STATED PROBLEM: Show every line of the records below that contains the string "life". Matching is case-sensitive.

Bounding-box records:
%%
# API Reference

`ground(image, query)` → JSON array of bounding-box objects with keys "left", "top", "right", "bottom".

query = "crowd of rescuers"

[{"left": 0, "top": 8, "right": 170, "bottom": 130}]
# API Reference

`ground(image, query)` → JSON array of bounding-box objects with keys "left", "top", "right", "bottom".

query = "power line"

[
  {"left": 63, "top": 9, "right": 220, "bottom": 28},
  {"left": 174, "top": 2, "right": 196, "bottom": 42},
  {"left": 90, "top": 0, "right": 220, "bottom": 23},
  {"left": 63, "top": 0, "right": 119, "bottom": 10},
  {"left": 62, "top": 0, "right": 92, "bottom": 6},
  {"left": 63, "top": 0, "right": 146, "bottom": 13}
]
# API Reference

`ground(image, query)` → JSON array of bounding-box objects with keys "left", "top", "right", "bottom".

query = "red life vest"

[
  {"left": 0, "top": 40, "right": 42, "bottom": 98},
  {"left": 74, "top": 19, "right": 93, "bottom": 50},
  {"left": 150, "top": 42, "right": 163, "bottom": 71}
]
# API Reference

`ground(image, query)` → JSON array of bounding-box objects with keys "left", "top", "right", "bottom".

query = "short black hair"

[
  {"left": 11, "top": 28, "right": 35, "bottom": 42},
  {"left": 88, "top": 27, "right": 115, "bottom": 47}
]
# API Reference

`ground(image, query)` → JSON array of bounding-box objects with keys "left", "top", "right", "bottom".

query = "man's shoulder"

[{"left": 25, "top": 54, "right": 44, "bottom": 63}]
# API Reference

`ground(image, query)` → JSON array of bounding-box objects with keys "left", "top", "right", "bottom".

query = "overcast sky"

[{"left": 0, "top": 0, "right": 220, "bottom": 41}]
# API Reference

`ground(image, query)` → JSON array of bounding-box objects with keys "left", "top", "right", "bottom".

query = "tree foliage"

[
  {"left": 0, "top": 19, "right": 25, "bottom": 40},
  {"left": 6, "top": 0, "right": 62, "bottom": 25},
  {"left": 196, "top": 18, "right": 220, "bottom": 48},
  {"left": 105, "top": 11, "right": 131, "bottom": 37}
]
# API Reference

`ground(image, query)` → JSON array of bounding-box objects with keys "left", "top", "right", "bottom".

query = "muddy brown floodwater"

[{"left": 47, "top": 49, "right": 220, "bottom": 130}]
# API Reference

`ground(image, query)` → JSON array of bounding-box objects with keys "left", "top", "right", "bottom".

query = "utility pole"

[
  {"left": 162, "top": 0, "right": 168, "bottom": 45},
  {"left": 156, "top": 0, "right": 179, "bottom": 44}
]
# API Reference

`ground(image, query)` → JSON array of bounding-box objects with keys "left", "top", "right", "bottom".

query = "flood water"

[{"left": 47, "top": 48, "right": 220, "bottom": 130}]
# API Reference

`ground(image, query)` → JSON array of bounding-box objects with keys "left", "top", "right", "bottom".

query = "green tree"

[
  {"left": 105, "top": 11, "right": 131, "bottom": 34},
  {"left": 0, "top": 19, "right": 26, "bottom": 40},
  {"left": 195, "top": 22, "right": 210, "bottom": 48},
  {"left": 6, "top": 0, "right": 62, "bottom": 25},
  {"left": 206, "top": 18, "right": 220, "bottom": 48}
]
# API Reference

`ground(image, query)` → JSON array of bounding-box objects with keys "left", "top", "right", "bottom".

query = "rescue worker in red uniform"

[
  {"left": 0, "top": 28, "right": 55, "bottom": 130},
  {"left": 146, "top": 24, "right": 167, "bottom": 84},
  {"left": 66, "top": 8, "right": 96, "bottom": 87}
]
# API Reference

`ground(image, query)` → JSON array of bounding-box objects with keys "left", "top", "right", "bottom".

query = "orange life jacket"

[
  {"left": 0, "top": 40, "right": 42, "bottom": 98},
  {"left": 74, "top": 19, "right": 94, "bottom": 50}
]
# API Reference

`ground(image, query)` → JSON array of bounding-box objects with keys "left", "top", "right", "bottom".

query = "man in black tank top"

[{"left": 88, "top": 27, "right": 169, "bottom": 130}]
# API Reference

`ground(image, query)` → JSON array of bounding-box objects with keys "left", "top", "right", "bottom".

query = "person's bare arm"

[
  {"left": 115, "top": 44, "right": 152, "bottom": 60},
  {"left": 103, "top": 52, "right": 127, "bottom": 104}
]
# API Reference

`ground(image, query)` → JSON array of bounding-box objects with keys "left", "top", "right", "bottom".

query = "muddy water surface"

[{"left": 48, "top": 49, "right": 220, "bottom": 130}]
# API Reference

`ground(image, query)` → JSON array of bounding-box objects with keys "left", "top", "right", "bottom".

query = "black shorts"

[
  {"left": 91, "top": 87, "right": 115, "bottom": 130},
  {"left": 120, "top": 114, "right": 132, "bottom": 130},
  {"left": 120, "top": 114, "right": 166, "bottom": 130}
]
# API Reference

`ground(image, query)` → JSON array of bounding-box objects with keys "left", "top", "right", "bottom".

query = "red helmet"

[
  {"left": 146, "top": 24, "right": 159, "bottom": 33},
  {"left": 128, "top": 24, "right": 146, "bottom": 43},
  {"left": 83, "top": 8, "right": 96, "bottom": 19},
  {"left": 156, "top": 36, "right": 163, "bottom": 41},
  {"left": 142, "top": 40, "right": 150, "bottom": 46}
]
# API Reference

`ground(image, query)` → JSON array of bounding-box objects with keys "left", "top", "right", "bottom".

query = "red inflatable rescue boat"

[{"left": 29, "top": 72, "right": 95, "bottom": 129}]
%%
%%
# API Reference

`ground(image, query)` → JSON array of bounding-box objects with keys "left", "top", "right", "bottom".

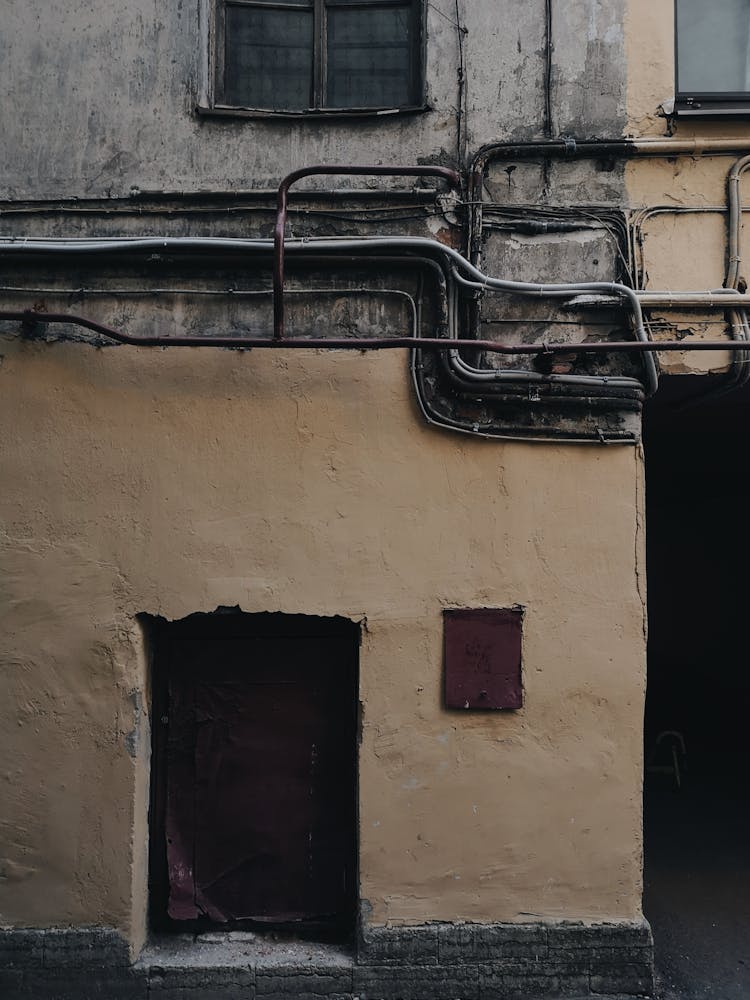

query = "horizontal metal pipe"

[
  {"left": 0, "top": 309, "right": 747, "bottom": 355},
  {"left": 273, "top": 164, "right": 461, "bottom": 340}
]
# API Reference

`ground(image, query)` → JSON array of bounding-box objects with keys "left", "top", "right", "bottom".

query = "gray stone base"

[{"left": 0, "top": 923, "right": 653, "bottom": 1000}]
%%
%%
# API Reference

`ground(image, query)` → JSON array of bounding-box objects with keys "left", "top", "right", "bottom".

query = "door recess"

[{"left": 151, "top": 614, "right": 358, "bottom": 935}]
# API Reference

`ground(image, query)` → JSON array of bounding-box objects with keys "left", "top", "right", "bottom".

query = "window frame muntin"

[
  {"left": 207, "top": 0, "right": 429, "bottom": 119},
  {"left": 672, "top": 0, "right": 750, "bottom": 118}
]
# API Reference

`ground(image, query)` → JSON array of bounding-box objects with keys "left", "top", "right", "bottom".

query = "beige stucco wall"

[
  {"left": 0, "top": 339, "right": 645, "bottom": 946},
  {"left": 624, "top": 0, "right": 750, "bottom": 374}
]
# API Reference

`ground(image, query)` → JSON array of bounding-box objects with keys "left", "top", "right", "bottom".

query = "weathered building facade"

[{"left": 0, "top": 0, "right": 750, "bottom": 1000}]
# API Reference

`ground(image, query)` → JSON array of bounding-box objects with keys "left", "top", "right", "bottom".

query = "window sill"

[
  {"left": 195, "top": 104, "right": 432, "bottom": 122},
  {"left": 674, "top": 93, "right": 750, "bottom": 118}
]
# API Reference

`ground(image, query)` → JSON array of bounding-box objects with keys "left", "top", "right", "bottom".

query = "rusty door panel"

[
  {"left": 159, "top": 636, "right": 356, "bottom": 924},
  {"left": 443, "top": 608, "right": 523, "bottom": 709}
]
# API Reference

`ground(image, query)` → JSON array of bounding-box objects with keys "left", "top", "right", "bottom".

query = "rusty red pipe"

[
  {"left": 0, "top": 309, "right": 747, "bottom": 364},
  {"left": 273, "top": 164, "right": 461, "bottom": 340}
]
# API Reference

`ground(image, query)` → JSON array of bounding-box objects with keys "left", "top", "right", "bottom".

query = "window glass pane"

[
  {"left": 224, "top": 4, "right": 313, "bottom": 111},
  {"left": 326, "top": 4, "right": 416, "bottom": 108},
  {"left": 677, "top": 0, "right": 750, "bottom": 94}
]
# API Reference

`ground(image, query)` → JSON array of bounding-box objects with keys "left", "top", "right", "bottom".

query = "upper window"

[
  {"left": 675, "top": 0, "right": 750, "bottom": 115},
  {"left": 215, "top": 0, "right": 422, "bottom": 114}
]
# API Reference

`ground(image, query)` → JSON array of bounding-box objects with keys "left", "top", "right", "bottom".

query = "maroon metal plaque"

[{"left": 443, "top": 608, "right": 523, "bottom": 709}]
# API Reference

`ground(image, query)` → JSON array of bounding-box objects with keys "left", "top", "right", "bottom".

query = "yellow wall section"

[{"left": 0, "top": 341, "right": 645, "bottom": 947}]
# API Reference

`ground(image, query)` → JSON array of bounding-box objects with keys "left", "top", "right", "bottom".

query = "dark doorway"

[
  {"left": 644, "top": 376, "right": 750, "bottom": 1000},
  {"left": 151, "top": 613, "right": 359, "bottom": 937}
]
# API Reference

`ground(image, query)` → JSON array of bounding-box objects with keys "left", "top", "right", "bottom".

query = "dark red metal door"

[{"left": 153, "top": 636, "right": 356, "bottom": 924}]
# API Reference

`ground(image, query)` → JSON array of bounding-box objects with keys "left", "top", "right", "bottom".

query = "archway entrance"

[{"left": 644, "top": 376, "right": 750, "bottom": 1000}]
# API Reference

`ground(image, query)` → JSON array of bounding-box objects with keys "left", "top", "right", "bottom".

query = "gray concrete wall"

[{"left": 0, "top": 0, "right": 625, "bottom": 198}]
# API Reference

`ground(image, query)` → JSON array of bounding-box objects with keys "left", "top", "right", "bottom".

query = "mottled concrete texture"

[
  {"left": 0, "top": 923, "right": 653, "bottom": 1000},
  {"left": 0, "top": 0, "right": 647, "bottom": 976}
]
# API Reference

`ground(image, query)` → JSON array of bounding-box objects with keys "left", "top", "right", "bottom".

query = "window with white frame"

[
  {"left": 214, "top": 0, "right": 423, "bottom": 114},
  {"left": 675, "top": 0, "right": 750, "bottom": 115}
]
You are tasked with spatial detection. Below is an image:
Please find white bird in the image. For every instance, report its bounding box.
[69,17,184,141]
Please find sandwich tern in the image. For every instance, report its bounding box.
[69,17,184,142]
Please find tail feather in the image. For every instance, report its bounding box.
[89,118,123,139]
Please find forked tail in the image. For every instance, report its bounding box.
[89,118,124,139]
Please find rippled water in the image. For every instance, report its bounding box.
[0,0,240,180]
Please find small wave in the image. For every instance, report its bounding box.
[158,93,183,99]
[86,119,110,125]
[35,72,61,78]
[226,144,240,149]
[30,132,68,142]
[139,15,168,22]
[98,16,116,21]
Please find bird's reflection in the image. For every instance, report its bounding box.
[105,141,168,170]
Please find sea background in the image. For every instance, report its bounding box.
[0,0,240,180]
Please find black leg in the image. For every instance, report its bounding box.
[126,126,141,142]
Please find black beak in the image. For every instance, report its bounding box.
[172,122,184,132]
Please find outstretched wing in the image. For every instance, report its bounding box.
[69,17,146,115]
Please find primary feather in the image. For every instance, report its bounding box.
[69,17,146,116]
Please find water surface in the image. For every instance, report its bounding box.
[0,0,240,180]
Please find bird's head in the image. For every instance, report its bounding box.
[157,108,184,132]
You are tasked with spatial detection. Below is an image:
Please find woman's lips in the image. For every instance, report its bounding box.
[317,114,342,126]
%%
THE OUTPUT:
query = "red life vest"
query = "orange life jacket"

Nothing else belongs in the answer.